▶ **Problem description**:
Extract, exactly as written, all lines of the material below from the line that includes "the blurred green" through its last line.
--------
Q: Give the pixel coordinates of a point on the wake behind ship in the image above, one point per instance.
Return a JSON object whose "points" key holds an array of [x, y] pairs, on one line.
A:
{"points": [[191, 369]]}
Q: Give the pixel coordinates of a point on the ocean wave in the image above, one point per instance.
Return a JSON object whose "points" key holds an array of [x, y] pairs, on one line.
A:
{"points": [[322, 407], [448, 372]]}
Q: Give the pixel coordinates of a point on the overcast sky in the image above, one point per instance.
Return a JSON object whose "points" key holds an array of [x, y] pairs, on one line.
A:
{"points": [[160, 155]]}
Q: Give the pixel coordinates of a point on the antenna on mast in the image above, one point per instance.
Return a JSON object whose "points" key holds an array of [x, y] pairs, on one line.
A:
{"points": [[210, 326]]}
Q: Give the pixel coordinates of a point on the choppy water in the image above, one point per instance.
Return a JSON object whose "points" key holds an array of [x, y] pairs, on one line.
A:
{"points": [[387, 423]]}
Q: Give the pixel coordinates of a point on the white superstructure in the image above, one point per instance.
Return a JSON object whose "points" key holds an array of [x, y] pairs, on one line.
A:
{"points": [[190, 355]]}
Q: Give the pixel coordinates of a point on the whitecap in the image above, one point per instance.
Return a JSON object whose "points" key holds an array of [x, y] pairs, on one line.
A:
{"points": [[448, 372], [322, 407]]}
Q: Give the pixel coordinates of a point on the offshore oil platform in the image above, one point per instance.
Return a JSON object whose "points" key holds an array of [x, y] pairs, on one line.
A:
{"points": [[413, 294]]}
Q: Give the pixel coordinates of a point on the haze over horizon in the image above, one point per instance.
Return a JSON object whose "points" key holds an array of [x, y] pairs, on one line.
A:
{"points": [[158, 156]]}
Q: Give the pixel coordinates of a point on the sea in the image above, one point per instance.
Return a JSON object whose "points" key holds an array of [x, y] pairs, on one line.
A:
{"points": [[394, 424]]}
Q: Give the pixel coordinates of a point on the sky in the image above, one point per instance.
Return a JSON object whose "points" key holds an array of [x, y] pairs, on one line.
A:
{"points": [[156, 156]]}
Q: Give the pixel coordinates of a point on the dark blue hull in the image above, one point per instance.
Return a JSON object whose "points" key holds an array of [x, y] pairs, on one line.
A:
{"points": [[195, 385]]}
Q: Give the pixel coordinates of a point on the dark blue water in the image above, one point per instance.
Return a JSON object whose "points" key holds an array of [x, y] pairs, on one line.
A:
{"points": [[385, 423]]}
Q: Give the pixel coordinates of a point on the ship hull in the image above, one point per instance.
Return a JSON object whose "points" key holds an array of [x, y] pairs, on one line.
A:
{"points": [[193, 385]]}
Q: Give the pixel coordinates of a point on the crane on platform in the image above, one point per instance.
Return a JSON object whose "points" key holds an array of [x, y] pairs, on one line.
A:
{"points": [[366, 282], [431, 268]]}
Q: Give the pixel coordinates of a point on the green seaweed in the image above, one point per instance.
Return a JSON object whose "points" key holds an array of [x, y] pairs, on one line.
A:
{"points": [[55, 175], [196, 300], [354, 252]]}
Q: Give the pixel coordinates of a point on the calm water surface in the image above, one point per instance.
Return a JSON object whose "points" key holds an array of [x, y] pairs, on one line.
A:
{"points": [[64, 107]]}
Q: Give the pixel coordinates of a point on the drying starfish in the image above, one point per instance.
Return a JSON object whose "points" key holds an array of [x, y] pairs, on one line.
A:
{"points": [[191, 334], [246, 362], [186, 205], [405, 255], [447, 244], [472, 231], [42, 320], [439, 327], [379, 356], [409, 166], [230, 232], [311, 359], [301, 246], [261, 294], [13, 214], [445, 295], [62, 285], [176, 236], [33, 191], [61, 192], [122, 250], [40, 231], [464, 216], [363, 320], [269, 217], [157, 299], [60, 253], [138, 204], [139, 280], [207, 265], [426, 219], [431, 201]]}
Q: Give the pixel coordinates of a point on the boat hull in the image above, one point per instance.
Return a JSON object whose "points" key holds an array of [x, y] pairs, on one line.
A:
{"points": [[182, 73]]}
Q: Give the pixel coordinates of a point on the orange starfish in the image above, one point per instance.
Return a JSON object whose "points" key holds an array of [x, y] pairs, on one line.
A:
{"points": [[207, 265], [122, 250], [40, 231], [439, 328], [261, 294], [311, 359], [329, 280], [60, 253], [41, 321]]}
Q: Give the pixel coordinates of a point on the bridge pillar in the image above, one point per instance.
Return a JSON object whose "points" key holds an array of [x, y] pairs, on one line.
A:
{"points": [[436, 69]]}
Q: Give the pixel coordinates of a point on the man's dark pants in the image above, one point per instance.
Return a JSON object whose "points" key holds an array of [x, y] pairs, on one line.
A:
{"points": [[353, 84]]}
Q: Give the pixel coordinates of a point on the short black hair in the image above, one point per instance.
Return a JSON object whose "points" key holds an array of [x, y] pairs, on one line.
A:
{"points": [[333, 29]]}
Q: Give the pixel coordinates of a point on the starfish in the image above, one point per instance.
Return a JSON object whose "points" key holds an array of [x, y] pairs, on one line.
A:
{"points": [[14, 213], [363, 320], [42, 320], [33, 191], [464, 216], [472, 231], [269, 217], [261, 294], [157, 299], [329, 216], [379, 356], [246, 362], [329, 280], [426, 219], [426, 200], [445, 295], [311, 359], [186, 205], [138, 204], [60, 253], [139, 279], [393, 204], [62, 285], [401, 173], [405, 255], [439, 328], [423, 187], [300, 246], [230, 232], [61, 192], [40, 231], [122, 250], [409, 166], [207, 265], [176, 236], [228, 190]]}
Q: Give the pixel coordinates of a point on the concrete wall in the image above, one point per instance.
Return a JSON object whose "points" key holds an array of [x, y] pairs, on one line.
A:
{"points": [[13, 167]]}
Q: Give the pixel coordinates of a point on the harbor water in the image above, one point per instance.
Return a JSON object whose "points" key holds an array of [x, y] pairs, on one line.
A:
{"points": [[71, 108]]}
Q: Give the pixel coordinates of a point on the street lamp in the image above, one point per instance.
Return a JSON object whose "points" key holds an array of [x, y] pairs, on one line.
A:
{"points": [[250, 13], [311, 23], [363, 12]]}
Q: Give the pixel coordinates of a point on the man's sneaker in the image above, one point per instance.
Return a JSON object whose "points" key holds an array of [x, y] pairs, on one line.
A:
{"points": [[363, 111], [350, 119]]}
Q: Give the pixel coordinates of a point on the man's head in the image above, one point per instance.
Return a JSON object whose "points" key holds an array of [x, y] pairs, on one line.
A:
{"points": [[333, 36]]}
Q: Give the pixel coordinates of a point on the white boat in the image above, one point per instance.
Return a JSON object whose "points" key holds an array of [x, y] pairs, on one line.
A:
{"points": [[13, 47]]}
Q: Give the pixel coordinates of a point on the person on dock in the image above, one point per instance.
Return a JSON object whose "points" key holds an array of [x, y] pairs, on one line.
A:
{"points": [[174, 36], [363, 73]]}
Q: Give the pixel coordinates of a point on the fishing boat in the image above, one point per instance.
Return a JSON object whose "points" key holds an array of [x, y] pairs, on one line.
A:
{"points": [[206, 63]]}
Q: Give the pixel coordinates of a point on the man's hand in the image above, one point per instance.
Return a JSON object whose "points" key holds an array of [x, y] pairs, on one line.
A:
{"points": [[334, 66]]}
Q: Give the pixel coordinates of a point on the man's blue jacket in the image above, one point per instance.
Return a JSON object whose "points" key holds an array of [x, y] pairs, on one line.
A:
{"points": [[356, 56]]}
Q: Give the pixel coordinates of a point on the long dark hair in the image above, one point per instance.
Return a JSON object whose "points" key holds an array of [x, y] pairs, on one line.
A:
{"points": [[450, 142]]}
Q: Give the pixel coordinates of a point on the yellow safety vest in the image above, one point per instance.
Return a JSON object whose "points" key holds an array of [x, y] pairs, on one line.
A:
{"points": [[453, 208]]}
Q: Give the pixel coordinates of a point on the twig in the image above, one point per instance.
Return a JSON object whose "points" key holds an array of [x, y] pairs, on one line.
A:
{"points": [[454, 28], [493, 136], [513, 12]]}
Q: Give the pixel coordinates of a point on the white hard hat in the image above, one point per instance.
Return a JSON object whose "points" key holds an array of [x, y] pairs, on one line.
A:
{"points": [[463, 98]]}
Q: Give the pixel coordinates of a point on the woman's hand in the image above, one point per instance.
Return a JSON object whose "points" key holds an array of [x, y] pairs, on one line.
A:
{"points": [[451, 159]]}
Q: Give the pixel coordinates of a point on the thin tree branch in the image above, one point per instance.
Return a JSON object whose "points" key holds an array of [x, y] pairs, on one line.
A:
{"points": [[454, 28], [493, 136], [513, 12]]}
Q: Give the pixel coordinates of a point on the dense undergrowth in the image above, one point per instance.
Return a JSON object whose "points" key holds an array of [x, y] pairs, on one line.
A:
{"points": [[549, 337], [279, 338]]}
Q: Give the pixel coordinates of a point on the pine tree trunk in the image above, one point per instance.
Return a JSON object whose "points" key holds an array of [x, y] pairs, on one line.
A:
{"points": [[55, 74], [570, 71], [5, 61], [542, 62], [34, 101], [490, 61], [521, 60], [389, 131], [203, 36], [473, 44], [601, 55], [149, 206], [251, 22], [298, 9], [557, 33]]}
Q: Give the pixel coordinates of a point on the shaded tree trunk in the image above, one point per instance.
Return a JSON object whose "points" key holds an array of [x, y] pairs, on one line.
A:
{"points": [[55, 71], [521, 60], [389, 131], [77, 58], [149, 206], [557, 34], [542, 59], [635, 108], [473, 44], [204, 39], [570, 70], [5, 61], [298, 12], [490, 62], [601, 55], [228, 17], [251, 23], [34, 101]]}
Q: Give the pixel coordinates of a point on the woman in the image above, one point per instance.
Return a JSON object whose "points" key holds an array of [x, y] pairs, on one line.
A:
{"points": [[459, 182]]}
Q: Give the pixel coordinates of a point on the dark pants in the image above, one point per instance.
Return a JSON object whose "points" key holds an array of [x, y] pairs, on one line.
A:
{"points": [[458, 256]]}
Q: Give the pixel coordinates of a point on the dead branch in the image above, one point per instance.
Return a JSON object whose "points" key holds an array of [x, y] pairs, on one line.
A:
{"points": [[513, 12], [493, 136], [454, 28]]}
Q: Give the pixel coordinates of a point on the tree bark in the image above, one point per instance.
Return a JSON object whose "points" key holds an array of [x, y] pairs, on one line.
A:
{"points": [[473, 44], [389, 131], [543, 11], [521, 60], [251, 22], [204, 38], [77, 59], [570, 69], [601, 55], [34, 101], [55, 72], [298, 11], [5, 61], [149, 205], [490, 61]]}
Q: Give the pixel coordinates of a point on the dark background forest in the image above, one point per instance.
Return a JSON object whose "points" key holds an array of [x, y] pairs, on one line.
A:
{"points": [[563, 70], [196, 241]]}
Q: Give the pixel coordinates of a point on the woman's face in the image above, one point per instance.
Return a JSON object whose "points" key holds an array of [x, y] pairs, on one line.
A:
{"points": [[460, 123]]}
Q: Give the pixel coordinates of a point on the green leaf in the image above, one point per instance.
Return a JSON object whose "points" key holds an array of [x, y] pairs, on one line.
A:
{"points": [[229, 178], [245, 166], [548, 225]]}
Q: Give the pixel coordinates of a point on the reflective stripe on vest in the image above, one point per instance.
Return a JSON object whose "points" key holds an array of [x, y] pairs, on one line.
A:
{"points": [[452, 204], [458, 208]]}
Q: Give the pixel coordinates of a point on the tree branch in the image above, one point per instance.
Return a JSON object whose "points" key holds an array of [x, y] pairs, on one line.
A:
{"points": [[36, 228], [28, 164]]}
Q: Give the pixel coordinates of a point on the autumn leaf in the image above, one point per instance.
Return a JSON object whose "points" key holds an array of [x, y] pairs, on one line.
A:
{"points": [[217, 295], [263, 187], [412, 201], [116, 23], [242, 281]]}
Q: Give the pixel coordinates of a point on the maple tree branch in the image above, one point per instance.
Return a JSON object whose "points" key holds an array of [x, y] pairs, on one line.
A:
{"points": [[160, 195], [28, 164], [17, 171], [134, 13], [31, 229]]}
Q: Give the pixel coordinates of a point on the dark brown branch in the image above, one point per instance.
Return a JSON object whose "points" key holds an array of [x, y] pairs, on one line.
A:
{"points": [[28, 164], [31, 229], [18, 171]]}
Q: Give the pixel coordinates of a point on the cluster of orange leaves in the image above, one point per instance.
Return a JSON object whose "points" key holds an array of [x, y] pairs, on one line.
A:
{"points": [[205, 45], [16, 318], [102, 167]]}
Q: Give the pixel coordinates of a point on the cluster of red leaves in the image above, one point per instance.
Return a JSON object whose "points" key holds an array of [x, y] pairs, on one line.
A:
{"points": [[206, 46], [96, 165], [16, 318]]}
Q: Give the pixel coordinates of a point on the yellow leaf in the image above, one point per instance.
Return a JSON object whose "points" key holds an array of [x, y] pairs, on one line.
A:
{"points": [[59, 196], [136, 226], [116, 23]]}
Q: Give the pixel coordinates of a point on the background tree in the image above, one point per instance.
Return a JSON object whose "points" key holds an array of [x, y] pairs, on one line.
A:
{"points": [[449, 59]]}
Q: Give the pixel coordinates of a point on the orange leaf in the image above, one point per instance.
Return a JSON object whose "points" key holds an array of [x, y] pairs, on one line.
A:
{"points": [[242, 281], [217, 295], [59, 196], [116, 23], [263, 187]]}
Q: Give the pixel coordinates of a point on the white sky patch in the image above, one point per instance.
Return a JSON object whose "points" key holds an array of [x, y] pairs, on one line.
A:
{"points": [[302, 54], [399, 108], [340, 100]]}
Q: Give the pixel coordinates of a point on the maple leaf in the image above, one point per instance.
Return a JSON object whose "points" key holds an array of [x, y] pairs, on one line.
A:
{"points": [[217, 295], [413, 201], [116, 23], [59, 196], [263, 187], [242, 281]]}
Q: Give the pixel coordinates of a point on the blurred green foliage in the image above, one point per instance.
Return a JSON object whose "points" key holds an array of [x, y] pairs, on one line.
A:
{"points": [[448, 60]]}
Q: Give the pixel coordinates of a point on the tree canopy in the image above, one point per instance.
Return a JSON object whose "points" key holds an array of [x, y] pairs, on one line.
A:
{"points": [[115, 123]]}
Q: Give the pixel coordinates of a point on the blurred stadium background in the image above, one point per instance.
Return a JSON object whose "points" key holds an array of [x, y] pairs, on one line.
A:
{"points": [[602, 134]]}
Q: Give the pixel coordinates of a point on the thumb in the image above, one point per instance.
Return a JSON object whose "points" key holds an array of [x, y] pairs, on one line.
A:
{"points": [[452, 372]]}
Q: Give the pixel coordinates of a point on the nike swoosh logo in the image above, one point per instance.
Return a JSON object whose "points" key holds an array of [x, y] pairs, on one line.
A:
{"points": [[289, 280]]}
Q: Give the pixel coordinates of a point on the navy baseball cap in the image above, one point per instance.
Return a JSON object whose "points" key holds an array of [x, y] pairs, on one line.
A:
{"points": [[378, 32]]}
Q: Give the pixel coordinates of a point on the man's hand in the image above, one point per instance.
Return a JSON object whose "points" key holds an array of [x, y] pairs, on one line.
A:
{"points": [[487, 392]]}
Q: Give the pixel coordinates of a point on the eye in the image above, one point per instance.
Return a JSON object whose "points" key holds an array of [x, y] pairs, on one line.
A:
--------
▶ **Response to this task**:
Q: Give the pixel coordinates of a point on the blurred green foliage in the image above, one point per instance.
Return a JSON object whose "points" key holds an array of [x, y] pairs, on one line.
A:
{"points": [[448, 60]]}
Q: Give the pixel coordinates of a point on the tree canopy in the image above, one point per instance.
Return a JSON object whose "points" key holds an array of [x, y] pairs, on one line.
A:
{"points": [[115, 123]]}
Q: Give the pixel coordinates of a point on the blurred stadium background in the image above, one point per instance.
Return a JSON object whose "points" key holds an array of [x, y] pairs, on one line.
A:
{"points": [[602, 134]]}
Q: Give the pixel coordinates of a point on the thumb in the image above, one point per instance.
Return a JSON object whose "points" key holds an array of [x, y] pairs, on one line.
A:
{"points": [[452, 372]]}
Q: Give the pixel coordinates of a point on the nike swoosh logo in the image above, one point per instance.
Return a JSON object whose "points" key holds an array of [x, y] pairs, on one line.
A:
{"points": [[289, 280]]}
Q: Give the pixel coordinates of a point on the navy baseball cap in the image above, one point per instance.
Return a JSON object whose "points" key holds an array of [x, y] pairs, on one line.
A:
{"points": [[378, 32]]}
Q: Give the pixel coordinates of a point on the man's hand in the image above, one point per instance.
Return a JSON object whose "points" key holds an array of [x, y] pairs, on one line.
A:
{"points": [[487, 392]]}
Q: Give the pixel coordinates of a point on the eye in the image above, one point per instance.
Return a JSON object whose "points" key holds an array of [x, y] pairs, on one line.
A:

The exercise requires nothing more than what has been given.